* Task objective
Give each line of the material as a string in a JSON list, from the start of the material through the line containing "M 49 191 L 49", skipping blank lines and leaving out any picture.

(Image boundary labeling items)
..............................

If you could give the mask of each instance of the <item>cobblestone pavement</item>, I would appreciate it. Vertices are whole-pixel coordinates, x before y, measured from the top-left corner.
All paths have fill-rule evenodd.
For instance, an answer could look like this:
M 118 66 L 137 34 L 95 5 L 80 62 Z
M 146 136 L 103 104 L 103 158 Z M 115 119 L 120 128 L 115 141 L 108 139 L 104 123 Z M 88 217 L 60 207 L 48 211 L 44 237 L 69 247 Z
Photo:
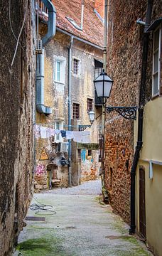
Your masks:
M 49 191 L 49 193 L 60 195 L 99 195 L 102 193 L 101 180 L 90 181 L 72 188 L 53 189 Z
M 32 204 L 52 205 L 56 214 L 29 210 L 28 216 L 45 216 L 45 220 L 26 221 L 14 255 L 152 255 L 144 243 L 128 235 L 128 225 L 100 201 L 100 193 L 97 180 L 35 194 Z

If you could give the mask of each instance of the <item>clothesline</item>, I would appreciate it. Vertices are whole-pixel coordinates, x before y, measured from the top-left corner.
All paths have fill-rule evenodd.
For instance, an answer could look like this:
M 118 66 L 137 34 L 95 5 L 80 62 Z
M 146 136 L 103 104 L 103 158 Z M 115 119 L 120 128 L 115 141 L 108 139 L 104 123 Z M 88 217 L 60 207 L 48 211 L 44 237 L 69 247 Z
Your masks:
M 37 125 L 42 125 L 43 124 L 42 123 L 37 123 L 36 124 Z M 43 123 L 43 125 L 44 126 L 47 126 L 49 128 L 50 128 L 50 126 L 53 126 L 54 127 L 55 126 L 55 123 Z M 72 127 L 72 128 L 78 128 L 78 127 L 80 126 L 80 124 L 77 124 L 77 125 L 69 125 L 69 124 L 63 124 L 63 127 L 65 128 L 68 128 L 69 127 Z M 102 125 L 97 125 L 97 127 L 99 128 L 99 127 L 102 127 Z
M 79 143 L 90 143 L 90 131 L 67 131 L 60 130 L 57 129 L 40 126 L 34 124 L 34 134 L 36 139 L 48 139 L 52 136 L 61 134 L 62 137 L 66 139 L 72 139 Z

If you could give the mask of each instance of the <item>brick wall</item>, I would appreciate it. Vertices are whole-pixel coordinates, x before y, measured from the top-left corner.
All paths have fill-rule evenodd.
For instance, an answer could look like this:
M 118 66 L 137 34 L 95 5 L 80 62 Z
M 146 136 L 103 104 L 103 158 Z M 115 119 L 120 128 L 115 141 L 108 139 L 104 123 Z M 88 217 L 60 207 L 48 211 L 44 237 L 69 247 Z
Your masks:
M 104 1 L 94 0 L 94 8 L 102 18 L 104 18 Z
M 144 18 L 146 3 L 109 1 L 107 73 L 114 85 L 109 105 L 138 105 L 142 28 L 136 21 Z M 105 181 L 114 210 L 129 223 L 134 121 L 117 117 L 107 114 Z
M 11 23 L 18 36 L 26 12 L 26 1 L 11 1 Z M 10 27 L 9 6 L 0 4 L 0 255 L 9 256 L 23 228 L 31 197 L 34 58 L 31 1 L 11 67 L 16 40 Z
M 107 101 L 112 106 L 138 106 L 141 70 L 143 27 L 147 1 L 109 1 L 107 73 L 114 80 Z M 153 1 L 152 21 L 159 17 L 161 4 Z M 146 100 L 151 97 L 152 34 L 150 34 Z M 129 222 L 130 172 L 134 157 L 134 121 L 107 114 L 105 178 L 114 210 Z

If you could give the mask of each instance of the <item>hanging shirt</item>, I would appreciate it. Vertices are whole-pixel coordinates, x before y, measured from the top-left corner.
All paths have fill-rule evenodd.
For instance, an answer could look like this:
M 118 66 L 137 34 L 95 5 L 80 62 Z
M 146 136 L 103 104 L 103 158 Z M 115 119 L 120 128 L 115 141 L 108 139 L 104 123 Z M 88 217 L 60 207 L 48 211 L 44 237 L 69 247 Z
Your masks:
M 72 139 L 74 138 L 74 134 L 72 131 L 66 131 L 66 139 Z

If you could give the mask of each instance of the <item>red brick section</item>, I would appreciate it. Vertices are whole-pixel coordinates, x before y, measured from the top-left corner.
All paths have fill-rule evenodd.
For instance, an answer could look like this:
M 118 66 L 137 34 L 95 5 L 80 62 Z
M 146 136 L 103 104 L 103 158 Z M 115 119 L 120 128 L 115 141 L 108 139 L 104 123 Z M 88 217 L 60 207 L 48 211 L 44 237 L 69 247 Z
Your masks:
M 138 105 L 141 78 L 141 28 L 145 1 L 109 2 L 107 73 L 114 80 L 108 105 Z M 134 157 L 134 121 L 107 114 L 105 176 L 110 203 L 125 221 L 130 218 L 130 173 Z
M 66 16 L 78 26 L 81 21 L 81 0 L 53 0 L 57 11 L 57 26 L 97 46 L 103 46 L 103 23 L 94 12 L 94 1 L 85 0 L 83 30 L 75 28 Z
M 104 0 L 94 0 L 94 8 L 104 18 Z
M 107 73 L 114 80 L 112 106 L 135 106 L 139 102 L 141 80 L 142 27 L 136 24 L 145 20 L 147 1 L 109 1 Z M 153 1 L 152 21 L 159 18 L 161 5 Z M 152 38 L 150 35 L 146 100 L 151 95 Z M 114 210 L 125 221 L 130 219 L 130 173 L 134 152 L 134 122 L 118 114 L 107 114 L 105 134 L 106 187 Z M 128 161 L 129 160 L 129 161 Z M 128 164 L 128 165 L 127 165 Z

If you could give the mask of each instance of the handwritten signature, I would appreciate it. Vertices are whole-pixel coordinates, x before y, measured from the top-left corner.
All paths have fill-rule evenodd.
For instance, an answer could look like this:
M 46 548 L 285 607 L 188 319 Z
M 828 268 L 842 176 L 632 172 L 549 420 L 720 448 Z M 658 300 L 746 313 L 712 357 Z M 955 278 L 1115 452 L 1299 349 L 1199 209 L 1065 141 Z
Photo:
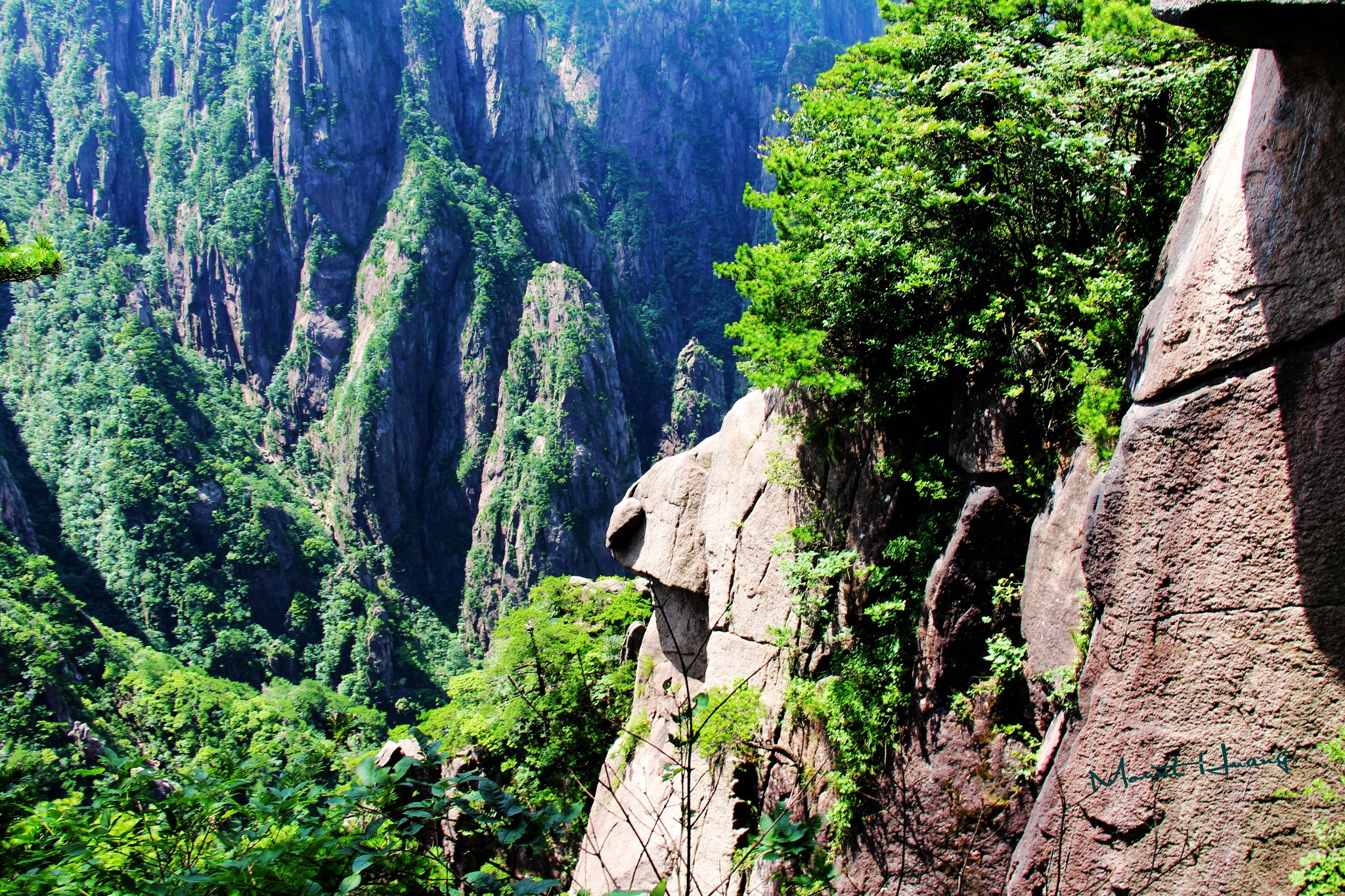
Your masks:
M 1219 763 L 1205 762 L 1205 752 L 1201 751 L 1200 756 L 1194 762 L 1180 762 L 1181 756 L 1173 756 L 1171 762 L 1163 763 L 1162 766 L 1150 766 L 1150 771 L 1141 772 L 1138 775 L 1130 774 L 1126 770 L 1126 758 L 1122 756 L 1116 762 L 1116 771 L 1112 772 L 1110 778 L 1104 778 L 1098 772 L 1088 770 L 1088 783 L 1092 785 L 1093 793 L 1098 793 L 1099 787 L 1111 787 L 1118 780 L 1123 787 L 1130 787 L 1130 785 L 1137 780 L 1154 780 L 1158 778 L 1185 778 L 1188 772 L 1184 768 L 1197 768 L 1194 774 L 1200 775 L 1227 775 L 1231 768 L 1256 768 L 1260 766 L 1279 766 L 1280 771 L 1289 771 L 1289 763 L 1294 762 L 1294 754 L 1280 750 L 1270 756 L 1263 756 L 1260 759 L 1252 758 L 1244 762 L 1228 762 L 1228 746 L 1219 744 L 1219 751 L 1221 754 L 1221 760 Z

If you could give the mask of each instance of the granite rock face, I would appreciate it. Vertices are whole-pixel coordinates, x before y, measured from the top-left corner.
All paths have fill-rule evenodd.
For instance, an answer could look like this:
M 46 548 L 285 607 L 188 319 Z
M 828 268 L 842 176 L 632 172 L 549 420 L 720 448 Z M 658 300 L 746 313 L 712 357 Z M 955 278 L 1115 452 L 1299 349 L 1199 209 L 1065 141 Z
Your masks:
M 812 498 L 800 494 L 803 478 L 847 519 L 846 543 L 862 559 L 890 537 L 897 509 L 890 482 L 873 473 L 886 450 L 881 438 L 861 434 L 823 458 L 799 443 L 785 416 L 777 394 L 749 392 L 718 434 L 654 465 L 612 513 L 613 556 L 647 576 L 655 595 L 628 725 L 650 728 L 643 742 L 623 739 L 608 756 L 576 888 L 650 887 L 685 857 L 682 797 L 663 780 L 683 674 L 693 695 L 745 680 L 760 689 L 765 711 L 761 763 L 712 766 L 697 758 L 691 866 L 701 892 L 775 892 L 771 864 L 732 868 L 742 832 L 779 799 L 796 817 L 824 814 L 834 803 L 822 785 L 833 767 L 826 737 L 783 705 L 790 657 L 776 643 L 781 627 L 798 631 L 799 617 L 773 548 L 807 513 Z M 1059 512 L 1079 516 L 1073 508 Z M 1005 879 L 1030 807 L 1014 786 L 1015 744 L 993 731 L 985 707 L 963 720 L 952 697 L 986 672 L 983 617 L 993 613 L 995 583 L 1021 566 L 1028 541 L 1029 516 L 999 486 L 970 489 L 927 588 L 919 705 L 904 748 L 872 782 L 878 809 L 857 822 L 841 854 L 839 892 L 933 895 L 959 881 L 964 892 L 995 892 Z M 1052 575 L 1040 576 L 1046 587 Z M 845 629 L 861 611 L 858 592 L 843 587 L 829 633 L 807 646 L 803 662 L 820 668 L 846 650 Z M 1005 700 L 1026 719 L 1026 692 Z M 682 889 L 674 880 L 670 892 Z
M 1153 0 L 1154 15 L 1206 38 L 1270 50 L 1345 46 L 1340 0 Z
M 547 571 L 619 571 L 604 517 L 640 463 L 607 314 L 573 269 L 533 274 L 496 404 L 465 586 L 480 643 Z
M 748 394 L 716 435 L 655 463 L 612 516 L 613 556 L 654 588 L 628 724 L 648 728 L 643 740 L 625 737 L 608 755 L 574 872 L 577 888 L 650 888 L 685 861 L 679 782 L 664 780 L 683 686 L 694 696 L 741 678 L 760 690 L 767 731 L 779 725 L 785 660 L 768 626 L 796 619 L 771 547 L 794 525 L 796 508 L 788 488 L 768 481 L 767 465 L 796 462 L 799 450 L 781 415 L 777 395 Z M 736 880 L 736 829 L 746 825 L 734 810 L 746 774 L 732 759 L 694 758 L 690 858 L 699 892 L 724 892 Z M 755 795 L 761 782 L 755 771 L 752 778 Z M 668 892 L 682 889 L 677 879 Z
M 1093 490 L 1103 469 L 1095 453 L 1081 445 L 1069 467 L 1056 478 L 1046 506 L 1032 523 L 1026 568 L 1022 575 L 1022 637 L 1028 645 L 1028 680 L 1053 669 L 1073 666 L 1079 658 L 1080 604 L 1088 594 L 1084 580 L 1084 528 L 1092 512 Z
M 671 457 L 720 430 L 728 400 L 724 361 L 691 339 L 678 352 L 672 376 L 672 419 L 663 427 L 659 453 Z
M 268 458 L 295 461 L 343 548 L 386 557 L 360 575 L 452 619 L 534 267 L 578 271 L 607 320 L 625 410 L 580 442 L 601 453 L 624 427 L 658 455 L 679 351 L 730 355 L 741 305 L 712 263 L 763 224 L 741 197 L 776 99 L 881 28 L 873 0 L 755 20 L 709 0 L 558 21 L 487 0 L 16 8 L 0 55 L 27 62 L 0 85 L 19 116 L 0 161 L 38 179 L 31 201 L 122 230 L 143 322 L 264 410 Z M 710 400 L 678 415 L 685 441 L 724 403 L 687 372 Z M 565 496 L 611 505 L 636 473 L 558 489 L 546 512 L 574 523 L 589 505 Z M 597 544 L 605 516 L 576 541 Z M 599 553 L 533 567 L 596 575 Z
M 1256 52 L 1173 230 L 1083 553 L 1079 712 L 1009 893 L 1284 893 L 1311 845 L 1274 794 L 1345 705 L 1341 87 Z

..............................

* Expected answer
[
  "If you could give the mask of each instance of the <item>cobblestone pavement</item>, I would appreciate it. Vertices are whole-pixel coordinates, x before y, measured from the top-left corner.",
  "All paths have fill-rule evenodd.",
  "For instance, an answer could look like this:",
  "M 118 66 L 137 34 L 95 5 L 80 62 Z",
  "M 146 136 L 103 104 L 103 158 Z M 115 119 L 120 128 L 115 141 L 108 139 L 104 123 Z M 88 217 L 60 207 L 48 211 L 44 237 L 69 247 Z",
  "Photo:",
  "Your masks:",
  "M 49 191 L 49 193 L 60 195 L 99 195 L 102 193 L 101 180 L 90 181 L 72 188 L 53 189 Z"
]